» SUPPLIED MATERIAL
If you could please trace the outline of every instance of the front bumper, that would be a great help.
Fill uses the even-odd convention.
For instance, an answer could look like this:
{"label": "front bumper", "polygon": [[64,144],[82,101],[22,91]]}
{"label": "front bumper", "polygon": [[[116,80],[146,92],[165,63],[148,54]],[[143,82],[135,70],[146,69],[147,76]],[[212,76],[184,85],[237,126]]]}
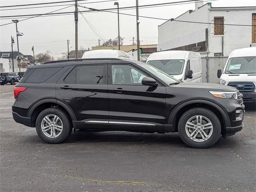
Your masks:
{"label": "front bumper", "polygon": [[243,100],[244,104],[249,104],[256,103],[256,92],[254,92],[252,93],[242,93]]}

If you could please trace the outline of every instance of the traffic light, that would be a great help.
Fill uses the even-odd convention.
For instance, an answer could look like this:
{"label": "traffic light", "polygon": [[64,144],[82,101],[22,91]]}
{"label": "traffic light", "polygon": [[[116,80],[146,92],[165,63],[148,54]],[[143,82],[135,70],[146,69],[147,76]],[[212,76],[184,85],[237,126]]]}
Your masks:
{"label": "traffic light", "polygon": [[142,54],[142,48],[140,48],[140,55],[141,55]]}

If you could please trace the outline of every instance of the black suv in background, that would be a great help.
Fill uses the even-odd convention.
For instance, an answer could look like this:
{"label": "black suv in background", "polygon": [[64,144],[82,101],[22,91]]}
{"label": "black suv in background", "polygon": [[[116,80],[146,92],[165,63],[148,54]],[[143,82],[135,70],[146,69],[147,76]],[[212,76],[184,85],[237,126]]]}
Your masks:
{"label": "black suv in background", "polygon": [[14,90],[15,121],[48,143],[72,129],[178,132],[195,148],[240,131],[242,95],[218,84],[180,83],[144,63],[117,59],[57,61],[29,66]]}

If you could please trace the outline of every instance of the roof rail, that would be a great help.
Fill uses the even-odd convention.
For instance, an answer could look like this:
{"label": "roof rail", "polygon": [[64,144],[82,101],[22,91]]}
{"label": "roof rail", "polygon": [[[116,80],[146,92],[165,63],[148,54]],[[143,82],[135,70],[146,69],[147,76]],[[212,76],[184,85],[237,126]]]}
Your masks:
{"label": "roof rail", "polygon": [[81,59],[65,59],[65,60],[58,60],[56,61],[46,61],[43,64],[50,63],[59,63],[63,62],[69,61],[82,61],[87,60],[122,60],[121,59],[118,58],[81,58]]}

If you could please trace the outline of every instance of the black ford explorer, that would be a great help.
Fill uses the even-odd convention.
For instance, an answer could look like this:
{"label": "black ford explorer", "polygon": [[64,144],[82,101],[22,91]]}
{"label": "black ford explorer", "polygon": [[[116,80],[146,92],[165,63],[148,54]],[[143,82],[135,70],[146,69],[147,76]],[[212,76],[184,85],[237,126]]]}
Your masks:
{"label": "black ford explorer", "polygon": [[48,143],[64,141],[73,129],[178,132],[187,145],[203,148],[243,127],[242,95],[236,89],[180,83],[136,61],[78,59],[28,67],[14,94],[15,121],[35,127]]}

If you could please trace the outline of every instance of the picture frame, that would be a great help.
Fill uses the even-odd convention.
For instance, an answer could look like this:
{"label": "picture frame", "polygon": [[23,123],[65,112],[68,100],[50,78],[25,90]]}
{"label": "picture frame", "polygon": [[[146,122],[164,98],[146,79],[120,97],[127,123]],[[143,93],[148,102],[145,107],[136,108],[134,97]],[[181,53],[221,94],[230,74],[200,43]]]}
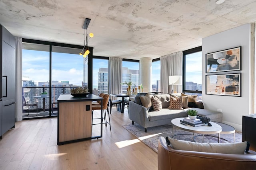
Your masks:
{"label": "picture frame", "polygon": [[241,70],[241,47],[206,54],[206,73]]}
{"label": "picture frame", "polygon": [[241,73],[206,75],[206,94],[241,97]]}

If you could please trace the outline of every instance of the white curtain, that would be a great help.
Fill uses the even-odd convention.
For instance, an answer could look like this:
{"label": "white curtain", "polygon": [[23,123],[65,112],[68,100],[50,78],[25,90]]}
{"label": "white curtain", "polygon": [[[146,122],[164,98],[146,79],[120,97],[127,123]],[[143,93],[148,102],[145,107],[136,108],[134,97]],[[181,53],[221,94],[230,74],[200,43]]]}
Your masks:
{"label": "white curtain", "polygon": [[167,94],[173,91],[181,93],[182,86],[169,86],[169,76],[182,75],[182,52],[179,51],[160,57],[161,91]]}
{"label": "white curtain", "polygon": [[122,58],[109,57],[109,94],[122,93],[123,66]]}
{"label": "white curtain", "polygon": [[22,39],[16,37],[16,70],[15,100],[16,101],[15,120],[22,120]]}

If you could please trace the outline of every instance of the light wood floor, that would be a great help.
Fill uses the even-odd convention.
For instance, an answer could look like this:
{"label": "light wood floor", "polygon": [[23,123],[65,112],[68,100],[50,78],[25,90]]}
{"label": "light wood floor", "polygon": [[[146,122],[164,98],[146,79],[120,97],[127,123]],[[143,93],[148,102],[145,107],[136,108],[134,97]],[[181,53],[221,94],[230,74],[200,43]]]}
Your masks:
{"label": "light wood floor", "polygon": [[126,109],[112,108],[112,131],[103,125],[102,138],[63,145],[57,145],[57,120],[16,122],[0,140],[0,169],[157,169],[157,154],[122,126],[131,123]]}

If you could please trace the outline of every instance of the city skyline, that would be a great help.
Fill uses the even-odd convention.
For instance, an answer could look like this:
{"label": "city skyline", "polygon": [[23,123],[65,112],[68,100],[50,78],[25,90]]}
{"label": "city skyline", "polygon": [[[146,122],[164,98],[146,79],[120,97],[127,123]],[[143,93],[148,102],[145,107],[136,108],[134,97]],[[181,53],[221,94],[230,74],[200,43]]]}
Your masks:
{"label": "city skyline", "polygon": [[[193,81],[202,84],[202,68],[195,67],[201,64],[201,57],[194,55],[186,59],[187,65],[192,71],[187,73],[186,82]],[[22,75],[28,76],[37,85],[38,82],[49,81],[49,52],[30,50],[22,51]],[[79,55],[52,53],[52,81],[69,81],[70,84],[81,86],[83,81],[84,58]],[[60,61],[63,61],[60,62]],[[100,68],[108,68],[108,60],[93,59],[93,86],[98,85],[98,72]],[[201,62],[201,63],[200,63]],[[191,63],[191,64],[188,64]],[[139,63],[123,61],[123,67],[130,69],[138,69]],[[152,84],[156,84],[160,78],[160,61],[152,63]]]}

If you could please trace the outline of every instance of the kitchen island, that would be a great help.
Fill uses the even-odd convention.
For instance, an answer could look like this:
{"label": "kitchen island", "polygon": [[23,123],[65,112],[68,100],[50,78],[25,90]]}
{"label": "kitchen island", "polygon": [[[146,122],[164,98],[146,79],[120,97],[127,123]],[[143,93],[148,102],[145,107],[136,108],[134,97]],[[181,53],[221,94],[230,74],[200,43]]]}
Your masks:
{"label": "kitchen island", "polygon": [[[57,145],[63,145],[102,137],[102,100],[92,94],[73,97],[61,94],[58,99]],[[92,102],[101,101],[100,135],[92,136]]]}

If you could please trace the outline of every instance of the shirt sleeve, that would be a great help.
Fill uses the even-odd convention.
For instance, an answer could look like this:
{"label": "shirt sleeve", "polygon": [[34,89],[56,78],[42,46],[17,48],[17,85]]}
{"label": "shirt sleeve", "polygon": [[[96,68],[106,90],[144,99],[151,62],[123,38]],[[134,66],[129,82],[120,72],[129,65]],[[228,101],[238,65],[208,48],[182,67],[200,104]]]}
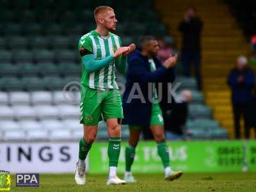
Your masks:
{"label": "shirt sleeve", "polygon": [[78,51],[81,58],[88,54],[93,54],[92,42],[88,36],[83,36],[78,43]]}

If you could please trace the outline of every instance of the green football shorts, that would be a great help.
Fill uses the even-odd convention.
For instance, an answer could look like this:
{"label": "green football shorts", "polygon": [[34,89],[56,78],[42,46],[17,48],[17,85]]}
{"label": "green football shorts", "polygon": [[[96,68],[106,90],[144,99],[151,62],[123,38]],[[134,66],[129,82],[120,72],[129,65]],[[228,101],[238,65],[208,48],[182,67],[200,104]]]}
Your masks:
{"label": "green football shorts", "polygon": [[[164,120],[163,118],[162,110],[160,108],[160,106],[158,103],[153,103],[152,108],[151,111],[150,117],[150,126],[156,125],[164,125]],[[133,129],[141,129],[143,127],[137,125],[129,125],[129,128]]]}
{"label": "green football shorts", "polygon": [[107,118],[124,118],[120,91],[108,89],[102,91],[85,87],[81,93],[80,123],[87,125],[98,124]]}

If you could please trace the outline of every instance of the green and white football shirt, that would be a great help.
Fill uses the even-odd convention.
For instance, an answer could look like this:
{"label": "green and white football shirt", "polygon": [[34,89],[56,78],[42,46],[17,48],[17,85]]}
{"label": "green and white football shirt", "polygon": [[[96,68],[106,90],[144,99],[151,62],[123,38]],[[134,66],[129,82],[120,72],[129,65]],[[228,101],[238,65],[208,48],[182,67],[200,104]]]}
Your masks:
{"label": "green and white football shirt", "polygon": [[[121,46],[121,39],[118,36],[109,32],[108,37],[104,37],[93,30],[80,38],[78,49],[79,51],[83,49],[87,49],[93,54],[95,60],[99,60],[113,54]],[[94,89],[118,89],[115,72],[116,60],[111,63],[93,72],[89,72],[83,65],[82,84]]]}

» PROBLEM DETAILS
Set down, unchanged, the line that contains "shirt, that would be a great help." together with every later line in the records, through the last one.

» CORRECT RESPONSE
If you could please trace the outline of every instance of the green and white football shirt, that would be a great help.
Fill uses the even-odd convention.
For instance, an answer could look like this:
{"label": "green and white football shirt", "polygon": [[34,89],[56,78],[42,46],[17,48],[17,85]]}
{"label": "green and white football shirt", "polygon": [[[96,68],[106,90],[144,99],[151,62],[123,38]],[[134,66],[129,82],[120,72],[129,65]],[[228,101],[238,65],[208,48],[182,67],[200,104]]]}
Your masks:
{"label": "green and white football shirt", "polygon": [[[121,46],[121,39],[118,36],[109,32],[108,37],[104,37],[93,30],[80,38],[78,49],[79,51],[83,49],[87,49],[93,54],[95,60],[99,60],[113,54]],[[94,89],[118,89],[115,72],[116,60],[111,63],[93,72],[89,72],[83,65],[82,84]]]}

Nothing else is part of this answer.